◆ **What needs to be done**: Show each line of the data below in which "ground" occurs.

◆ **Data provided**:
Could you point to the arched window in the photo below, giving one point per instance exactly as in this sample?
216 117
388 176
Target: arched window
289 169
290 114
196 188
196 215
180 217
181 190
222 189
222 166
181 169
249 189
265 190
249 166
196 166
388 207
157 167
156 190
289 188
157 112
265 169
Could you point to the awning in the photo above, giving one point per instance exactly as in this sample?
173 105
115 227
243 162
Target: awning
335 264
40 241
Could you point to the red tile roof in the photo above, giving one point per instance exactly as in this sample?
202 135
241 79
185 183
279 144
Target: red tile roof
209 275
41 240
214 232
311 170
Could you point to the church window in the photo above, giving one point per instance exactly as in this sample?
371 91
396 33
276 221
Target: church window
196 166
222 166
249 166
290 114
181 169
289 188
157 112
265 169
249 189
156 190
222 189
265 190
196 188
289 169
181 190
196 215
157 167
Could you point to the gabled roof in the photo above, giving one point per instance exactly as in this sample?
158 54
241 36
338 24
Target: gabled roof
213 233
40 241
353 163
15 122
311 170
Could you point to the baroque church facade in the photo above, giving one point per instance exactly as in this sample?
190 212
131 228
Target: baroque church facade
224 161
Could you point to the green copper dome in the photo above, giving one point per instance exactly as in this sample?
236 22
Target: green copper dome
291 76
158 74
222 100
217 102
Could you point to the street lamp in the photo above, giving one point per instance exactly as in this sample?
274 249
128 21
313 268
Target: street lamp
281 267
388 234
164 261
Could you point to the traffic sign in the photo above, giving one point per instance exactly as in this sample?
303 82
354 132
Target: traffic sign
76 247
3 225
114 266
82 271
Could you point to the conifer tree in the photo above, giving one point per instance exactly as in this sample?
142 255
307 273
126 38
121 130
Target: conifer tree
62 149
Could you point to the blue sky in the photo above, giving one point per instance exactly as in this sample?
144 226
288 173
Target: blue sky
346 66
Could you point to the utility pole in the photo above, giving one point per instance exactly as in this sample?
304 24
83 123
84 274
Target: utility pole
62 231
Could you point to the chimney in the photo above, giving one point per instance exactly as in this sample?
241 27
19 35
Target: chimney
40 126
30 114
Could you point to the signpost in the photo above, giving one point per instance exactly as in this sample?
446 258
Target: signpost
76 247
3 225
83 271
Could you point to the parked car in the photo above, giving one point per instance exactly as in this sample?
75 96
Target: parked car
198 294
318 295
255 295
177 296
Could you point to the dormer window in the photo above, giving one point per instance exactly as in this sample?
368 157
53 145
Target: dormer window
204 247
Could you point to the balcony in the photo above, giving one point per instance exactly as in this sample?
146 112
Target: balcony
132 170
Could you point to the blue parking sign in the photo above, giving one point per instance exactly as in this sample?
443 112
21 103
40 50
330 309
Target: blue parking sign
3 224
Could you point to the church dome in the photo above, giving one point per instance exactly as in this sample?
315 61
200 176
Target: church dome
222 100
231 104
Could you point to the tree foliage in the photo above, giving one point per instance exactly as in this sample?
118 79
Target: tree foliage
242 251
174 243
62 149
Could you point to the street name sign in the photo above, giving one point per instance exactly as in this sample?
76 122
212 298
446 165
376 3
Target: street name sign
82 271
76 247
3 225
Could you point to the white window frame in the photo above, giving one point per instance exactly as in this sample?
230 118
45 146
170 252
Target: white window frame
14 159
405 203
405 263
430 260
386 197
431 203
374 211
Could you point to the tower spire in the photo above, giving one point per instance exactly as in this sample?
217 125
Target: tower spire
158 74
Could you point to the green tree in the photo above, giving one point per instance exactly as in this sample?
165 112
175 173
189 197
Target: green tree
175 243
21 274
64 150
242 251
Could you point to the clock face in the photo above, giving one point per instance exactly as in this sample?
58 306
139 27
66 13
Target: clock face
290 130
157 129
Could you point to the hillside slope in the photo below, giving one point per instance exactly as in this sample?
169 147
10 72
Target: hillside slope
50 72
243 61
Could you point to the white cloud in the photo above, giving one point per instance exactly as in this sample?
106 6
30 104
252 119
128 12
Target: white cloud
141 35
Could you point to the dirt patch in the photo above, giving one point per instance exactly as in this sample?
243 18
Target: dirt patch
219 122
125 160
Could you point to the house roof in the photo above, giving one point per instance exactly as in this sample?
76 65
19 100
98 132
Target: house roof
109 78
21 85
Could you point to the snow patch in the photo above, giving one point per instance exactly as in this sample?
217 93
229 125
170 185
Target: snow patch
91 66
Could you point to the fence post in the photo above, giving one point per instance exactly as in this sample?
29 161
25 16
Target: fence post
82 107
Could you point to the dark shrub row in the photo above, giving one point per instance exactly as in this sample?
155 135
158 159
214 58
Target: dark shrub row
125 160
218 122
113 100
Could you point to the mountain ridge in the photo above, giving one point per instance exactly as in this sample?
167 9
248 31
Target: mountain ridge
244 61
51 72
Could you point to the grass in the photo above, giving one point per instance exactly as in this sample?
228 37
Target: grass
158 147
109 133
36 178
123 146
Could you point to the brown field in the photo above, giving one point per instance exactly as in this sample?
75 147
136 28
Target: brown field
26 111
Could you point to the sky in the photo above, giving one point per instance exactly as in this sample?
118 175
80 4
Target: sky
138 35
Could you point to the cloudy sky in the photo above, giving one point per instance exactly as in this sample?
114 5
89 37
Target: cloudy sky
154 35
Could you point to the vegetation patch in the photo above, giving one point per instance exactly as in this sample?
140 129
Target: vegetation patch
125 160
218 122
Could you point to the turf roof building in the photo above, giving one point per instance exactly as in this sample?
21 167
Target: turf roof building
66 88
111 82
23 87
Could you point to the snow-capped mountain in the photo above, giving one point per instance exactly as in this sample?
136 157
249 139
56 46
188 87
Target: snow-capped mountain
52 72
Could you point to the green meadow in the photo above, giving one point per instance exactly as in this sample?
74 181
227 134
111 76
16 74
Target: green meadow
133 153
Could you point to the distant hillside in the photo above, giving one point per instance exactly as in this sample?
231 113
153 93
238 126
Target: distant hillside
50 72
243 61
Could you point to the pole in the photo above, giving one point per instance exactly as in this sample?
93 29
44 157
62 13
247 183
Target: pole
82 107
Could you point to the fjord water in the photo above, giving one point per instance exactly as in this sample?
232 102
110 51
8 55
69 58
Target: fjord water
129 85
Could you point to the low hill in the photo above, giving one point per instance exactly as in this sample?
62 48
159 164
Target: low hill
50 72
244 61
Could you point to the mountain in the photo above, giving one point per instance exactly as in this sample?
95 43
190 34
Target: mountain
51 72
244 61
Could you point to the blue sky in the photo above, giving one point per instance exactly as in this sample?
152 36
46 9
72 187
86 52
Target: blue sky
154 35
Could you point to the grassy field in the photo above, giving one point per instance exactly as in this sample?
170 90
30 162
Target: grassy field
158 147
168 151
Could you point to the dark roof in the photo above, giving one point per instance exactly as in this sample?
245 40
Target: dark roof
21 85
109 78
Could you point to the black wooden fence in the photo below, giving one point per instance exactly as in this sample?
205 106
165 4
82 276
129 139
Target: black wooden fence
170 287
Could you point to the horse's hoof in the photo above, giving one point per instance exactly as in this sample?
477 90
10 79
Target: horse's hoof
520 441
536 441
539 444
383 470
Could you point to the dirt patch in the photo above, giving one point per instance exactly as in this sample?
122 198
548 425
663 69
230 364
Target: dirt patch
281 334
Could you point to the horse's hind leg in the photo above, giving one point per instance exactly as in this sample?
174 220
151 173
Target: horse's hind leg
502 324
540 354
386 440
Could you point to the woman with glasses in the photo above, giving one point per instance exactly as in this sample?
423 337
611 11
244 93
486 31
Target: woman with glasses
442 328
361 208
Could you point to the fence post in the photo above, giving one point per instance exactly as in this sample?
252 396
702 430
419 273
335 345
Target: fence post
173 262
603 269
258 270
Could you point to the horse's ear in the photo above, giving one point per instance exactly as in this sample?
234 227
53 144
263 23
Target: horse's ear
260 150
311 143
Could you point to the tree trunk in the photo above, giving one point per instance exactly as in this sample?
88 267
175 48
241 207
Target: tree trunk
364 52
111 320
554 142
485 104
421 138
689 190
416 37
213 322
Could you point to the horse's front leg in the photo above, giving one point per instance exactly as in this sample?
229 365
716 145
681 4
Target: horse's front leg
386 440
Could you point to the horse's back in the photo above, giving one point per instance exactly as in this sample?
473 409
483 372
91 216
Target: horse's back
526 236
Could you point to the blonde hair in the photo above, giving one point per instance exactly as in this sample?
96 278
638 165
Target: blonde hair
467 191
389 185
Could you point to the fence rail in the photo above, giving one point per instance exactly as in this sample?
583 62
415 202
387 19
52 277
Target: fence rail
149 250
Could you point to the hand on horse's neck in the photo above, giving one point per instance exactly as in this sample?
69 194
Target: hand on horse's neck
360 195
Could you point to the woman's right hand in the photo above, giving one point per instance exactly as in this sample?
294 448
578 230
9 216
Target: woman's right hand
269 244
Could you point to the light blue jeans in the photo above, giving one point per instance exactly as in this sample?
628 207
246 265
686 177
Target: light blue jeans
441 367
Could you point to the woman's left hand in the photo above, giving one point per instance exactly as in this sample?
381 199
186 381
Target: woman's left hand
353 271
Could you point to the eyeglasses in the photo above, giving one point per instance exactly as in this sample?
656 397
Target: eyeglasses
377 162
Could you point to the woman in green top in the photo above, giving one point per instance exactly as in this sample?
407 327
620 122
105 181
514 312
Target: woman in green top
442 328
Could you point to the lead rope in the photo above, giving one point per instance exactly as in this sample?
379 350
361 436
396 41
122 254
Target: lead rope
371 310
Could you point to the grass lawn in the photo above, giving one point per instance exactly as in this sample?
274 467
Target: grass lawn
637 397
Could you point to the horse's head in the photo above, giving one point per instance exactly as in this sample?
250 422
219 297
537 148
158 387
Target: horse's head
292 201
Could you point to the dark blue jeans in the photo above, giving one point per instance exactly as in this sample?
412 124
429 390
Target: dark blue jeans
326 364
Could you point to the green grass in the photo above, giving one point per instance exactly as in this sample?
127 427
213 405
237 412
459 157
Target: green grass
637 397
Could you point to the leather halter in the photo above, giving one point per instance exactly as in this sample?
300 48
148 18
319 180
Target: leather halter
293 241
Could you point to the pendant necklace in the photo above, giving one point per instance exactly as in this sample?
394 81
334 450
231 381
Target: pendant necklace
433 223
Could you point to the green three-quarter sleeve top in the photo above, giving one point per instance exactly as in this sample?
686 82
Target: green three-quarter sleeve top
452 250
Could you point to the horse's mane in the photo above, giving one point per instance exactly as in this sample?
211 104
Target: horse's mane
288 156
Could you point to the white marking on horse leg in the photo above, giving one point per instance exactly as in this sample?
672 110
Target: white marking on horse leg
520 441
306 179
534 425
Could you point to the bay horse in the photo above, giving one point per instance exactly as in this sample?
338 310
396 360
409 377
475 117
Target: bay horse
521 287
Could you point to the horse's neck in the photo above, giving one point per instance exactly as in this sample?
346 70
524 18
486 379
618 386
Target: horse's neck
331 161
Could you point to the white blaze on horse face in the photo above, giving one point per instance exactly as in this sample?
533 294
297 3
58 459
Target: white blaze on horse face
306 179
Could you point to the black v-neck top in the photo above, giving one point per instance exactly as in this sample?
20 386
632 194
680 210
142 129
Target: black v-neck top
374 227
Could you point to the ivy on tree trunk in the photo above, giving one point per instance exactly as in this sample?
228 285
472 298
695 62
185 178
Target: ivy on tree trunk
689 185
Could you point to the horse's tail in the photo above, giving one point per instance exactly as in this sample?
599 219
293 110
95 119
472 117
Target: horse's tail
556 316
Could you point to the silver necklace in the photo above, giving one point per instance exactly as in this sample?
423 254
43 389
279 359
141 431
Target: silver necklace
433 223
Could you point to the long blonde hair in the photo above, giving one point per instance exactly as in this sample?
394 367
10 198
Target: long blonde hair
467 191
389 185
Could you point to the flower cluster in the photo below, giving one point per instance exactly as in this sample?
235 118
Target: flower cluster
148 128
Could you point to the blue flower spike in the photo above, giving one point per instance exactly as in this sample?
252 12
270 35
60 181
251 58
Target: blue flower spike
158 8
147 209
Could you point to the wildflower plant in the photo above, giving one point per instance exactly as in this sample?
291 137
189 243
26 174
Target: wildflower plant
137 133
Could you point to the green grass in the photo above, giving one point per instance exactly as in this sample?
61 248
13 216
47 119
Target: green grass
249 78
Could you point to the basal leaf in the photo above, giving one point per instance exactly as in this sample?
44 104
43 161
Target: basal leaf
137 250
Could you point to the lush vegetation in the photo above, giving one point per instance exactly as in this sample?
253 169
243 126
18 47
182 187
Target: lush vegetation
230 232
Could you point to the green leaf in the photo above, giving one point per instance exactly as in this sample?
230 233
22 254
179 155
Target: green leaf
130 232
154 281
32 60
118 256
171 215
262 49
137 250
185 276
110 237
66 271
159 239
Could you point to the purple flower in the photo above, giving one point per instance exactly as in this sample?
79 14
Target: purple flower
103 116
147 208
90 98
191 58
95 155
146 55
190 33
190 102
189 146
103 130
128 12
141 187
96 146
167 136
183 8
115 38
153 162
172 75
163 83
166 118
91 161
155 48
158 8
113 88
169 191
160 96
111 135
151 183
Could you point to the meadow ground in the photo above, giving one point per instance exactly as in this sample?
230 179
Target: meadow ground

◆ **Problem solution**:
Could you point to the meadow ground in the photo above, giving one point per instance exactly as in this sample?
Target: meadow ground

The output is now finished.